What to produce >> Write the material out again in full, exactly.

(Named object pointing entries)
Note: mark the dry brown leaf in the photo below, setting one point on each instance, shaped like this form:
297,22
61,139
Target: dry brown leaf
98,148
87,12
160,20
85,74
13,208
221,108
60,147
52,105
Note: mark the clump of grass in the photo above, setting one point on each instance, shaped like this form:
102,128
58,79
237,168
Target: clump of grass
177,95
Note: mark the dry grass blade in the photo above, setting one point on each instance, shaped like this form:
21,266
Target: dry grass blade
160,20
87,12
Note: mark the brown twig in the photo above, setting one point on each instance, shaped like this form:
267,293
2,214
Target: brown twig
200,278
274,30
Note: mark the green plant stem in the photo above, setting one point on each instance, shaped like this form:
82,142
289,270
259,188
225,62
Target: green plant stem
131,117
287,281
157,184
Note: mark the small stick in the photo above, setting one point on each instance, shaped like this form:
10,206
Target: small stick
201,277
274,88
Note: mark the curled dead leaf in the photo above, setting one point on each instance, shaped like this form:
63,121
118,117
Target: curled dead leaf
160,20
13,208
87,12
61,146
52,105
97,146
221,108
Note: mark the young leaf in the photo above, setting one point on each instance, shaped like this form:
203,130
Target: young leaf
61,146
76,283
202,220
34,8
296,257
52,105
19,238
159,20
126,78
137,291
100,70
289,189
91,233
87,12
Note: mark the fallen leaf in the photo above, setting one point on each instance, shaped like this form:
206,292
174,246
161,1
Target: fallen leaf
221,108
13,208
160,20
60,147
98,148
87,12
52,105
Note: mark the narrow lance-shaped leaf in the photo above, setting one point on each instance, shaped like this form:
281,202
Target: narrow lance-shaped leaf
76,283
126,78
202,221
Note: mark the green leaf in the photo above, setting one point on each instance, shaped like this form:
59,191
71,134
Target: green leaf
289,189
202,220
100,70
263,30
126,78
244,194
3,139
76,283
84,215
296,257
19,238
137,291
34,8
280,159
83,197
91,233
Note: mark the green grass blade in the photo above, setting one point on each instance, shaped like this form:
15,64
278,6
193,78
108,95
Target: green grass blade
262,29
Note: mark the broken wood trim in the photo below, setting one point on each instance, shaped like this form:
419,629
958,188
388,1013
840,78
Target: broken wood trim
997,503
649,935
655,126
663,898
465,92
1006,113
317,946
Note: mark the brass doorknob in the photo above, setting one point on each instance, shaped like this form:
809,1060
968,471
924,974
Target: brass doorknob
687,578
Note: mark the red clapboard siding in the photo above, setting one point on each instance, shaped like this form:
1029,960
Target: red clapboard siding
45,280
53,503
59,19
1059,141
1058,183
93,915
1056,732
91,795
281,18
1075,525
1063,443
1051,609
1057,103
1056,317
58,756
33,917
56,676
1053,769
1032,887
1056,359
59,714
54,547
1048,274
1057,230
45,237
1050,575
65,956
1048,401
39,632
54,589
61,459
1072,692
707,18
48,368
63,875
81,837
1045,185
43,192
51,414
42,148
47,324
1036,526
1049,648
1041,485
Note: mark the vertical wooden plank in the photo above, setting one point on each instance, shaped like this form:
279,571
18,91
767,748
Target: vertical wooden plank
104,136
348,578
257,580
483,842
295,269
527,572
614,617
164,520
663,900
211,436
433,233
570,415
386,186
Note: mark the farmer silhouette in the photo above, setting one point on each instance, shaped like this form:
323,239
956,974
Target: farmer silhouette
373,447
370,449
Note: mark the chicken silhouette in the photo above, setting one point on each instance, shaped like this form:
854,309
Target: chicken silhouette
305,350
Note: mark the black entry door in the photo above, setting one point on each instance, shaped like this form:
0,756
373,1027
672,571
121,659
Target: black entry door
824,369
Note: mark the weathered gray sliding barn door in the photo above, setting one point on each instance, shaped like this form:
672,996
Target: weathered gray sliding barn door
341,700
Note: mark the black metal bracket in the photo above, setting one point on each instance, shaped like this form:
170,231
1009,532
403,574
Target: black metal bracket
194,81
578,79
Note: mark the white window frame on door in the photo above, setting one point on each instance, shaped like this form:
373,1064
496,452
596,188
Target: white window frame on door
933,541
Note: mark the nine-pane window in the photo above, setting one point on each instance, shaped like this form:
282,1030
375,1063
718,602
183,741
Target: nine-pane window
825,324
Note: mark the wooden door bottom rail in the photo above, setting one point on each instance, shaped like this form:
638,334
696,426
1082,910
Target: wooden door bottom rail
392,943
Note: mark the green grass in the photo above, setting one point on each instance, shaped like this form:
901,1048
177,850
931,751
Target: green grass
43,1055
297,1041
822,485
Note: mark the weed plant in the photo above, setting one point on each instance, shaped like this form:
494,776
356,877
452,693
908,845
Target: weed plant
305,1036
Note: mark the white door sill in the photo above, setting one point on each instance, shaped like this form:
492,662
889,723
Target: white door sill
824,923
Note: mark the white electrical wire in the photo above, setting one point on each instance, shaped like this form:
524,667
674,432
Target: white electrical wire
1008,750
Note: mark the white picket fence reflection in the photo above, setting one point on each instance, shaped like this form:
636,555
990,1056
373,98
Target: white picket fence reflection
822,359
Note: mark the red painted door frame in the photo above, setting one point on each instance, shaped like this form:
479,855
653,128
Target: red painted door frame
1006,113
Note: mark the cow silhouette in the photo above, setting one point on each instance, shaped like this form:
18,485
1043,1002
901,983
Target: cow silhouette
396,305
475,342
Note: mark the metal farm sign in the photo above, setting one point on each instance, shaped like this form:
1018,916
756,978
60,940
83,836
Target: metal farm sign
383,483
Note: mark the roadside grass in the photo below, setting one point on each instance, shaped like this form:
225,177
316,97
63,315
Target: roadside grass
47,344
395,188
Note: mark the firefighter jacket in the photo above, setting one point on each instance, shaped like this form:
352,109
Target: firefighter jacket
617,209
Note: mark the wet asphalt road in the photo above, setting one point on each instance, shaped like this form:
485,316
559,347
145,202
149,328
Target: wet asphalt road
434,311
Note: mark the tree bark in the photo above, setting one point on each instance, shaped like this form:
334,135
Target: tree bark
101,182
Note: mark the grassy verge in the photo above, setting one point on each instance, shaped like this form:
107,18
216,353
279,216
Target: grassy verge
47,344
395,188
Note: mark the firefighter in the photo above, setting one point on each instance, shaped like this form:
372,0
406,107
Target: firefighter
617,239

Answer in full >>
Note: mark the dry brown leaf in the photo below, setting one point on each instance, shaped like this form:
297,22
61,139
Target: dry brown leaf
98,148
87,12
160,20
85,74
13,208
221,108
60,147
52,105
Note: mark the clump of grass in the photo above, setting one point on each instance, shaped like this form:
102,128
58,79
237,168
Target: clump of grass
177,95
Note: mark the dry grass blade in the photo above, setting one point on each instance, shaped like this form:
21,266
Target: dry grass blade
160,20
87,12
Note: mark the brown twig in the photo above, setting one point on each instance, shaped like this form:
267,293
2,214
Target: brown twig
200,278
274,30
Note: mark the green plant stem in the photo above, setting one point on each instance, shaped like this form:
82,142
289,270
259,188
225,62
Target: green plant stem
131,117
287,281
157,184
Note: mark the small stick in the photo above, setting one point on each instance, shaped like this form:
10,206
Target: small stick
201,277
274,88
Note: mark the curled dead leaf in the photo above, setting one point on each instance, shaped like this form:
63,121
118,117
Target: curled dead leaf
160,20
13,208
87,12
61,146
52,105
97,146
221,108
Note: mark the young leaf in the photo above, setting one point on each instance, shaped like this form:
203,130
Target: young leaf
61,146
76,283
202,220
34,8
296,257
52,105
19,238
159,20
126,78
137,291
100,70
289,189
91,233
87,12
Note: mark the fallen leaf in the photo above, setting one point on each instance, shaped like this form:
206,292
174,246
161,1
Target: fallen leaf
221,108
13,208
160,20
60,147
98,148
87,12
52,105
Note: mark the narrow lance-shaped leaf in the photo above, setting one point on each instance, shaped like this form:
281,202
Target: narrow lance-shaped leaf
76,283
126,78
202,221
Note: mark the green leaf in the photo above, setting one point on each instance, shaped like this form:
59,191
71,134
Target: green leaf
289,189
202,220
100,70
263,30
126,78
244,194
3,139
76,283
84,215
296,257
19,238
137,291
34,8
280,159
83,197
91,233
Note: mark the green grass blade in the photo above, setting one point on each instance, shaped like this form:
15,64
278,6
193,78
108,95
Target: green grass blade
262,29
Note: mark the broken wood trim in the photo below, setting one point on each instance, shaped like this form:
419,629
958,188
388,1013
840,78
Target: broken wood trim
997,503
649,935
655,126
663,898
465,92
1006,113
317,946
Note: mark the brass doorknob in the photo above, setting one point on each instance, shaped like this form:
809,1060
968,471
924,974
Target: brass doorknob
687,578
Note: mark the red clapboard siding in the photo above, setting one point on each instance, shaped like this form:
1029,960
Target: red clapboard siding
45,280
53,503
59,19
1059,141
1058,183
93,915
1056,732
91,795
281,18
1075,525
1063,443
1051,609
1057,103
1056,317
58,756
33,917
56,676
1053,769
1032,887
1056,359
59,714
54,547
1048,274
1057,230
45,237
1050,575
65,956
1048,401
39,632
54,589
61,459
1072,692
707,18
48,368
63,875
81,837
1045,185
43,192
51,414
42,148
47,324
1036,526
1049,648
1041,485
Note: mark the vertical wooden plank in the photo above, setting one point on each instance, shaped like this form:
279,571
18,91
767,748
Target: vertical wooden plank
104,136
348,578
257,580
483,842
295,269
527,572
614,617
164,520
663,900
211,436
433,233
570,415
386,186
Note: mark the farmer silhouette in the photo above, setting one point on each instance, shaped like this form:
323,239
956,974
Target: farmer silhouette
373,447
370,449
Note: mark the chicken silhouette in the photo above, setting one point on each instance, shaped like this form:
854,309
Target: chicken silhouette
305,350
Note: mark the black entry door in the photo above, setting one point on each instance, shaped like this form:
0,756
373,1027
672,571
121,659
Target: black entry door
824,369
Note: mark the weathered gray sliding barn door in the photo above, setting one point on each instance, shaped like this form:
672,996
Target: weathered gray sliding barn door
341,700
Note: mark the black metal bracket in the photo above, setting one point on each instance, shaped like this form:
170,231
1009,532
403,574
Target: black metal bracket
194,81
578,79
Note: mark the white window frame on door in the photo above, setting one point on each instance, shaped like this form:
373,1064
496,452
596,188
Target: white window frame on door
933,541
Note: mark the nine-pane window in the photo above, setting one point on each instance, shaped like this form:
282,1030
375,1063
718,602
183,741
Target: nine-pane window
825,324
Note: mark the wooden door bottom rail in the photo above, setting one point on each instance, shaped like this form:
638,334
696,426
1082,910
Target: wooden door bottom rail
392,943
Note: mark the green grass in the photo above, setting one point on each instance, shaped like this form:
901,1048
177,850
931,751
Target: green grass
43,1055
297,1041
822,485
Note: mark the weed plant in the photo above, setting one point on each instance, shaped like this form:
494,776
356,877
452,693
908,845
Target: weed plant
305,1036
Note: mark the white door sill in the photo above, setting one point on each instance, shaped like this form:
492,662
889,723
Target: white door sill
824,923
Note: mark the white electrical wire in the photo above, setting one point on each instance, shaped like this form:
524,667
674,432
Target: white electrical wire
1008,750
Note: mark the white picket fence reflection in the photo above, setting one point on each instance, shaped like this form:
636,555
990,1056
373,98
Target: white picket fence reflection
822,359
Note: mark the red painted door frame in the photo above, setting one point on each instance, shaped like this form:
479,855
653,128
Target: red painted door frame
1006,113
Note: mark the cow silhouette in the photo above, setting one point on each instance, shaped like this form:
18,485
1043,1002
901,983
Target: cow silhouette
396,305
475,342
Note: mark the metal farm sign in the photo above, setting one point on each instance, shaped like this form:
1018,916
756,978
60,940
83,836
Target: metal farm sign
383,483
Note: mark the roadside grass in the photo below, setting one point on each instance, shaped like this form:
225,177
316,97
63,315
Target: roadside grass
47,344
395,188
Note: mark the firefighter jacket in the photo above, setting one point on each instance, shaped like this form:
352,109
Target: firefighter jacket
617,209
Note: mark the wet asphalt road in the photo above, setting one point on each instance, shaped like this form:
485,316
559,347
145,202
149,328
Target: wet asphalt road
434,311
Note: mark the tree bark in the photo above, setting one point on each instance, shaped like this form:
334,135
Target: tree bark
101,182
Note: mark the grassy verge in the photo above, setting one point on each instance, shaped like this form:
107,18
216,353
279,216
Target: grassy verge
47,344
395,188
Note: mark the firefighter in the photo above, setting one point on each instance, shaped like this form:
372,0
406,107
Target: firefighter
617,239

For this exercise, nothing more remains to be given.